Description of the task: Please rewrite the Cornwall and Devon railway text from "Its unique design" to "feet (666.8 m).", putting "lens-shaped" in place of "lenticular".

Document section:
----------

Here’s a set of photos taken around Cornwall and Devon some fifteen years ago, on the summer of 2005.

Above: deck chairs and St Ives harbour. 

The view from the train as it hurtles along the seafront by Dawlish is spectacular.

Equally stunning is Brunel’s Royal Albert Bridge, which spans the River Tamar to link Plymouth in Devon with Saltash in Cornwall.

Its unique design consists of two 455-foot (138.7 m) lenticular iron trusses 100 feet (30.5 m) above the water, with conventional plate-girder approach spans., giving it a total length of 2,187.5 feet (666.8 m).

View from the bridge.

St Erth is easily one  one of my favourite railway stations in the UK.

The Grade II listed station is situated on the London Paddington to Plymouth mainline and hosts the junction for the St Ives Bay Line to St Ives.

Rail traffic is still controlled by Victorian-era semaphore signalling, controlled by the 1899 signal box seen in the distance.

----------

[Point placement records]
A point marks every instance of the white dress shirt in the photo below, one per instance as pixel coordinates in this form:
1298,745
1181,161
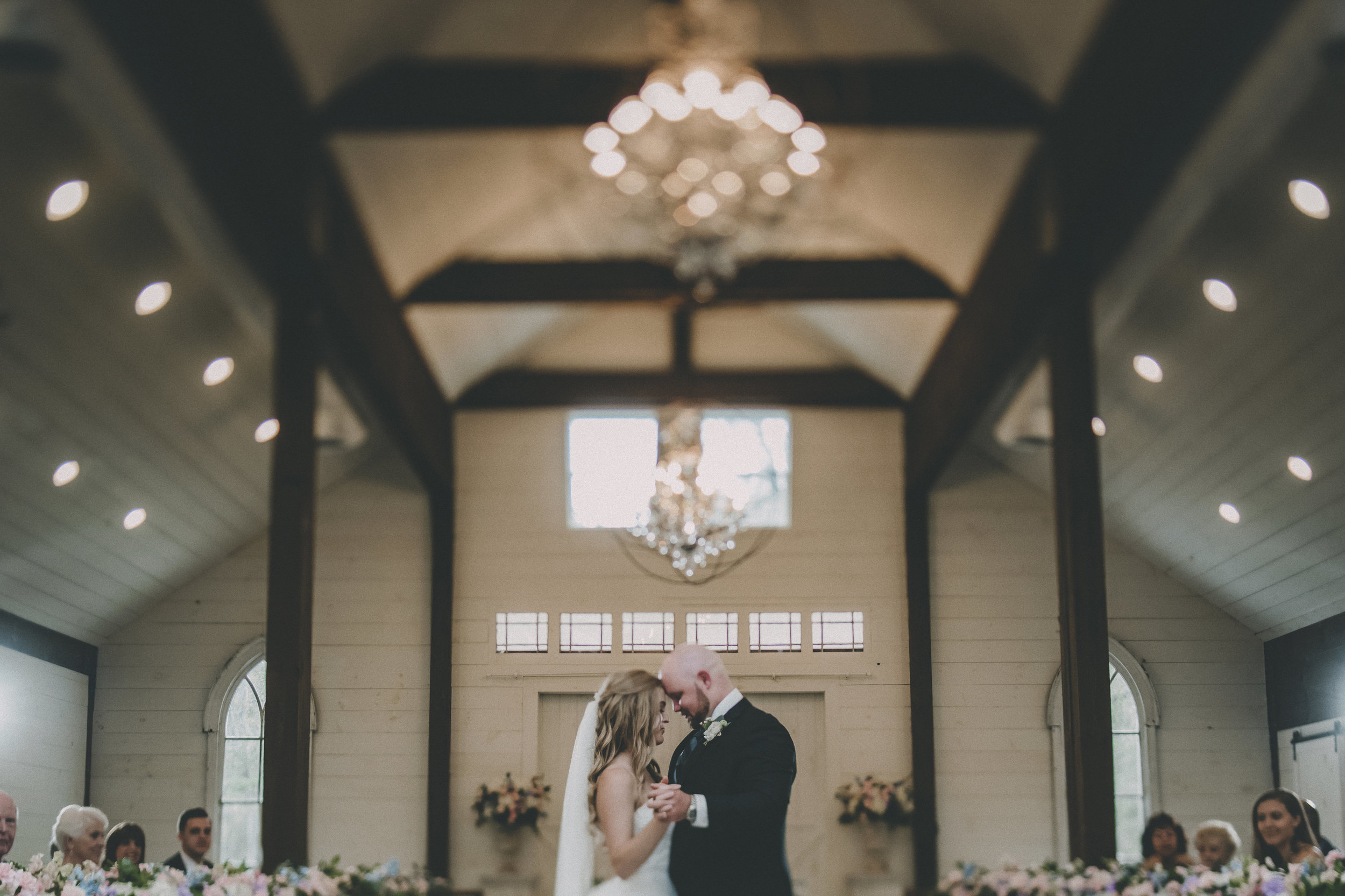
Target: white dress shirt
703,809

----------

The reply:
Its unique design consists of two 455-foot (138.7 m) lens-shaped iron trusses 100 feet (30.5 m) above the water, with conventional plate-girder approach spans., giving it a total length of 2,187.5 feet (666.8 m).